▸ Task details:
Please reproduce every line of the records below verbatim, leaving out the pictures.
## BEGIN Input data
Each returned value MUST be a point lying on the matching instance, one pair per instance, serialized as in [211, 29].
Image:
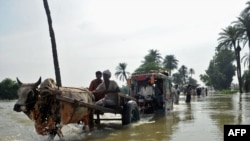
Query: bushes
[8, 89]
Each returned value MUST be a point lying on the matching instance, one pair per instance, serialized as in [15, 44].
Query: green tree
[170, 63]
[8, 89]
[183, 71]
[243, 29]
[227, 40]
[221, 69]
[191, 72]
[121, 72]
[152, 61]
[177, 78]
[246, 81]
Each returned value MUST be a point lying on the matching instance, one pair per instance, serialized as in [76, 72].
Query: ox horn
[18, 81]
[38, 82]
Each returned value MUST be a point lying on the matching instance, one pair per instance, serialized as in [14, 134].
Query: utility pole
[53, 43]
## END Input data
▸ Correct answer:
Each returned value MUST be a point lying on the matching instance, one pair per instance, serialized as in [211, 29].
Image:
Query: bushes
[8, 89]
Each returned value MUST be a point lying on the matching instance, one pair per instance, serialized as in [15, 44].
Query: green tree
[170, 63]
[8, 89]
[183, 71]
[243, 29]
[227, 40]
[221, 69]
[191, 72]
[121, 72]
[152, 61]
[177, 78]
[246, 81]
Each returned value MUST be a point lying on the matching instance, one pair per instance, serialized as in [76, 72].
Query: ox horn
[18, 81]
[38, 82]
Each returned value MUST be a point lying on the matching instance, one pair per instance, serialized as in [14, 134].
Query: utility pole
[53, 43]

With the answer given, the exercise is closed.